[Excerpt from a data file]
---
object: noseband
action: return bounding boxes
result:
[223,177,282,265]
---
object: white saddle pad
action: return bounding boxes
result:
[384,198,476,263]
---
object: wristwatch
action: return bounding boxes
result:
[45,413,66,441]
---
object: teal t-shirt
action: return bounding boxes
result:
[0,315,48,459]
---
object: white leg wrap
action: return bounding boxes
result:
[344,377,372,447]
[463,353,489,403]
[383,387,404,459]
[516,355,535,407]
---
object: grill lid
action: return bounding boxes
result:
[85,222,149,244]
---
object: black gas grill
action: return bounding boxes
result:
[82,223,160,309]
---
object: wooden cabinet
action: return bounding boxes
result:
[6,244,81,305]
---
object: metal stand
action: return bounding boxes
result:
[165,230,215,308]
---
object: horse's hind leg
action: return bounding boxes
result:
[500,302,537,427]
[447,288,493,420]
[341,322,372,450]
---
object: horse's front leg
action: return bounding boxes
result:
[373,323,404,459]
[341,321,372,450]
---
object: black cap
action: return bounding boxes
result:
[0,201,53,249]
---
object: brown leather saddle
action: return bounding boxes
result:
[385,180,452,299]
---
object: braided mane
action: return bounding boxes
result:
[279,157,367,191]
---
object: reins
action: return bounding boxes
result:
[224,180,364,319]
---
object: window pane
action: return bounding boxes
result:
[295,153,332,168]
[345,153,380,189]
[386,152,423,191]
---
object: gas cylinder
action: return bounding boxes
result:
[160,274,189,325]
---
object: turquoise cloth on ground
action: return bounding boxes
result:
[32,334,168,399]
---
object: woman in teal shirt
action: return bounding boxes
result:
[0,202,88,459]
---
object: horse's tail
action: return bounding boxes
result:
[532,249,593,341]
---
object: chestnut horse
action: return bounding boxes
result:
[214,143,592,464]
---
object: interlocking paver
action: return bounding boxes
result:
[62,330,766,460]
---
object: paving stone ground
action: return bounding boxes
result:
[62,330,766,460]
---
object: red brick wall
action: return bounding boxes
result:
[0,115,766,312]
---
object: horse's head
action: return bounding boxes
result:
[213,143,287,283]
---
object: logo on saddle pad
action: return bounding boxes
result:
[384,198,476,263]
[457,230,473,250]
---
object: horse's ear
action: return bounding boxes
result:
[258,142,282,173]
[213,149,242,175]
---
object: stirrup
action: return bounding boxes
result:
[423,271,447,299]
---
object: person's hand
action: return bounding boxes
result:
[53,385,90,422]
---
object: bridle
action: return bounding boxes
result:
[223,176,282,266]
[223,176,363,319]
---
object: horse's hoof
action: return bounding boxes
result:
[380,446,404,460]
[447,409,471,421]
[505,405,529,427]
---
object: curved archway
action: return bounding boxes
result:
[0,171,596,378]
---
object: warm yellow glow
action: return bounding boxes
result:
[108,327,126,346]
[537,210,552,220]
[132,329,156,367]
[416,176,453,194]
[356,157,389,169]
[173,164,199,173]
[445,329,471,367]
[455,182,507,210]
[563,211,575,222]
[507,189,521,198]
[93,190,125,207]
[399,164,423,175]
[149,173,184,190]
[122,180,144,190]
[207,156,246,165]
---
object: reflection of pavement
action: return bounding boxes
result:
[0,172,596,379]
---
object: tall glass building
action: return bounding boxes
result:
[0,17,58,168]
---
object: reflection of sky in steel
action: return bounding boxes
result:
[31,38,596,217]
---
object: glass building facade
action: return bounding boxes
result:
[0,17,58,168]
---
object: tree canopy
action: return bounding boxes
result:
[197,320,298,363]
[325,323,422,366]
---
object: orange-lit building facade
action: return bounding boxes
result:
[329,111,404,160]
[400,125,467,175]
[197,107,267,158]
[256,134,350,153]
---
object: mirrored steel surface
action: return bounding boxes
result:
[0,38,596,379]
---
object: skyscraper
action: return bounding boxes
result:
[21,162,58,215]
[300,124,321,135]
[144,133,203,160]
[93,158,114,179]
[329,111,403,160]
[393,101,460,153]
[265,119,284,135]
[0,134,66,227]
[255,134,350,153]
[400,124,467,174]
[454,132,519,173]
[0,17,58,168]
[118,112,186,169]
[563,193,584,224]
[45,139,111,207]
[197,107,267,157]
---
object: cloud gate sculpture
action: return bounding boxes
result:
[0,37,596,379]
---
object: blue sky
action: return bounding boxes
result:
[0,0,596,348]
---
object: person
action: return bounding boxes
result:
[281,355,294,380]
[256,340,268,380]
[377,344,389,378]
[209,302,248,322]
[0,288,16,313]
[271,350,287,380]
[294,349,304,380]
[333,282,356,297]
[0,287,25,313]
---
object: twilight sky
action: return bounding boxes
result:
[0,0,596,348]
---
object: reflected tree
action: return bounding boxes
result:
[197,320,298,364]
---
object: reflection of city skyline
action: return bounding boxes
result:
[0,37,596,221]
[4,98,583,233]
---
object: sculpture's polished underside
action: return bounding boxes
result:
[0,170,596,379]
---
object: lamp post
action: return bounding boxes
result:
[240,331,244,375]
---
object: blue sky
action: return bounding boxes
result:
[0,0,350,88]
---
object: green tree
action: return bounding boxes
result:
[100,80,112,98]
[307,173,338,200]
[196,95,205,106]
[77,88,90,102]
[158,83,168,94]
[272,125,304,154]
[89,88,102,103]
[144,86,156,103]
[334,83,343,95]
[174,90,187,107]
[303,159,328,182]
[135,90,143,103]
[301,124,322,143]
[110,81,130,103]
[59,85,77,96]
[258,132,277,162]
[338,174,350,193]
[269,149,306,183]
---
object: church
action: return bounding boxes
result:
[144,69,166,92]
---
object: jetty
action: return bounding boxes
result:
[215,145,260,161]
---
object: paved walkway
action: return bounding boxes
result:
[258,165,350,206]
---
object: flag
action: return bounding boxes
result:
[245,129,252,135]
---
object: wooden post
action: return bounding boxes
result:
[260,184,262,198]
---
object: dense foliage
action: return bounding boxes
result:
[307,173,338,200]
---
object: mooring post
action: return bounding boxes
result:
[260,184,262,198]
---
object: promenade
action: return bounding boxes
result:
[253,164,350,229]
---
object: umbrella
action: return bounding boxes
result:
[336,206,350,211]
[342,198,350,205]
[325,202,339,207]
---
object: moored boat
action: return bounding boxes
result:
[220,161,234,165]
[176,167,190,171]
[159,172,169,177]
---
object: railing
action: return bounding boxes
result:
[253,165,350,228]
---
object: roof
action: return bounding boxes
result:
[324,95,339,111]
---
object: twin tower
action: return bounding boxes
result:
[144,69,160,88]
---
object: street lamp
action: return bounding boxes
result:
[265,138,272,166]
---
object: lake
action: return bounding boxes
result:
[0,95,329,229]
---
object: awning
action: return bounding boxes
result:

Exercise:
Edit the items above, replacing every "return bounding boxes" with "list bounding boxes" and leaving everything else unchanged.

Problem solution:
---
object: noseband
action: list bounding boxes
result:
[223,177,282,265]
---
object: white saddle pad
action: list bounding boxes
result:
[384,198,476,263]
---
object: wristwatch
action: list bounding boxes
result:
[45,413,66,441]
---
object: teal t-shirt
action: list bounding boxes
result:
[0,315,48,459]
---
object: white leg wrap
action: list bounding boxes
result:
[344,377,372,447]
[463,353,489,403]
[383,387,404,459]
[516,355,535,407]
---
object: grill lid
action: list bounding boxes
result:
[85,222,149,244]
---
object: black gas grill
action: list bounding boxes
result:
[82,223,160,309]
---
object: wooden cabinet
action: list bounding boxes
result:
[6,244,81,305]
---
object: metal stand
action: list bounding boxes
result:
[165,230,215,308]
---
object: horse's hind leg
action: list bounding boxes
result:
[500,302,537,427]
[447,288,493,420]
[341,322,372,450]
---
object: horse's front leg
action: list bounding boxes
result:
[373,323,404,459]
[341,321,372,450]
---
object: black cap
action: list bounding boxes
result:
[0,201,53,249]
---
object: brown leather saddle
action: list bounding boxes
result:
[385,180,452,299]
---
object: braided mane
action: list bounding boxes
result:
[279,157,367,191]
---
object: reins
action: list bounding boxes
result:
[224,180,364,319]
---
object: window pane
action: list bounding boxes
result:
[295,153,332,168]
[345,153,380,189]
[386,152,423,191]
---
object: gas cylinder
action: list bounding boxes
result:
[160,274,189,325]
---
object: turquoise cloth on ground
action: list bounding boxes
result:
[32,334,168,399]
---
object: woman in teal shirt
action: list bounding boxes
result:
[0,202,88,459]
---
object: horse's tail
action: list bounding boxes
result:
[532,249,593,341]
---
object: chestnut horse
action: list bounding boxes
result:
[214,143,592,464]
---
object: interlocking paver
action: list bounding boxes
result:
[62,330,766,460]
---
object: paving stone ground
action: list bounding boxes
result:
[62,330,766,460]
---
object: red brick wall
action: list bounding boxes
result:
[0,115,766,312]
---
object: horse's head
action: list bounding boxes
result:
[213,143,287,283]
---
object: logo on saddle pad
action: list bounding boxes
result:
[384,198,476,263]
[457,230,473,250]
---
object: horse's ear
action: list bounding boxes
result:
[258,142,282,173]
[213,149,242,175]
---
object: stirrup
action: list bounding boxes
result:
[423,271,447,299]
---
object: person's hand
action: list bounding boxes
result:
[53,385,90,422]
---
object: bridle
action: list bounding boxes
result:
[223,176,282,266]
[223,176,363,319]
---
object: horse's hoof
action: list bounding boxes
result:
[380,446,404,460]
[447,409,471,421]
[505,405,529,427]
---
object: curved archway
action: list bounding boxes
result:
[0,171,596,378]
---
object: warm yellow glow
action: list bounding boxes
result:
[108,327,126,346]
[537,210,552,220]
[132,329,156,367]
[416,176,453,194]
[356,157,389,169]
[173,164,199,173]
[445,329,471,367]
[455,182,507,210]
[563,211,575,222]
[507,189,521,198]
[93,190,125,207]
[399,164,423,175]
[149,173,184,190]
[122,180,144,190]
[207,156,246,165]
---
object: reflection of pavement
action: list bounding boxes
result:
[0,172,596,379]
---
object: tall glass building
action: list bounding boxes
result:
[0,17,58,168]
---
object: reflection of sky in steel
action: list bounding boxes
result:
[31,38,596,217]
---
object: glass building facade
action: list bounding boxes
result:
[0,17,58,168]
---
object: tree canopy
action: list bounding boxes
result:
[197,320,298,363]
[325,323,422,366]
---
object: orange-lit building facade
action: list bounding boxes
result:
[329,111,404,160]
[400,125,467,175]
[197,107,267,158]
[256,134,350,153]
---
object: mirrored steel surface
action: list bounding boxes
result:
[0,38,596,379]
---
object: skyscraper
action: list bounding boxes
result:
[21,162,58,215]
[300,124,321,135]
[144,133,203,160]
[93,158,114,179]
[329,111,403,160]
[393,101,460,153]
[265,119,284,135]
[0,134,66,227]
[255,134,350,153]
[400,124,467,174]
[454,132,519,173]
[0,17,58,168]
[118,112,186,169]
[563,193,584,224]
[45,139,111,207]
[197,107,267,157]
---
object: cloud gate sculpture
action: list bounding boxes
result:
[0,37,596,379]
---
object: blue sky
action: list bounding boxes
result:
[0,0,596,348]
---
object: person
action: list bounding boxes
result:
[281,355,294,380]
[256,340,268,380]
[377,344,389,378]
[209,302,248,322]
[0,288,16,313]
[271,350,287,380]
[294,349,304,380]
[333,282,356,297]
[0,287,25,313]
---
object: twilight sky
action: list bounding boxes
result:
[0,0,596,348]
---
object: reflected tree
action: list bounding boxes
result:
[197,320,298,364]
---
object: reflection of city skyline
action: list bounding boxes
result:
[0,37,596,221]
[4,98,583,233]
---
object: sculpture's polished underside
action: list bounding boxes
result:
[0,170,596,379]
---
object: lamp post
action: list bounding boxes
result:
[240,331,244,375]
---
object: blue sky
action: list bounding boxes
result:
[0,0,350,88]
---
object: green tree
action: list bounding boxes
result:
[100,80,112,98]
[307,173,338,200]
[196,95,205,106]
[77,88,90,102]
[158,83,168,94]
[272,125,304,154]
[89,88,102,103]
[144,86,156,103]
[334,83,343,95]
[174,90,187,107]
[303,159,328,182]
[135,90,143,103]
[301,124,322,143]
[110,81,130,103]
[59,85,77,96]
[258,132,277,162]
[338,174,350,193]
[269,149,306,183]
---
object: church
action: list bounding boxes
result:
[144,69,166,92]
---
object: jetty
action: list bounding boxes
result:
[215,145,260,161]
---
object: paved walkway
action: list bounding boxes
result:
[258,165,350,206]
---
object: flag
action: list bounding boxes
result:
[245,129,252,135]
---
object: wooden post
action: list bounding boxes
result:
[260,184,262,198]
---
object: dense foliage
action: list bounding boxes
result:
[307,173,338,200]
---
object: mooring post
action: list bounding boxes
result:
[260,184,262,198]
---
object: promenade
action: list bounding boxes
result:
[253,164,350,229]
---
object: umbrella
action: list bounding boxes
result:
[336,206,350,211]
[342,198,350,205]
[325,202,339,207]
---
object: moored boat
action: list bounding boxes
result:
[220,161,234,165]
[176,167,190,171]
[159,172,169,177]
---
object: railing
action: list bounding boxes
result:
[253,165,350,228]
---
object: roof
action: list bounding boxes
result:
[324,95,339,111]
---
object: twin tower
action: list bounding boxes
result:
[144,69,160,88]
---
object: street lamp
action: list bounding boxes
result:
[265,138,272,166]
---
object: lake
action: list bounding boxes
result:
[0,95,329,229]
---
object: awning
action: list bounding boxes
result:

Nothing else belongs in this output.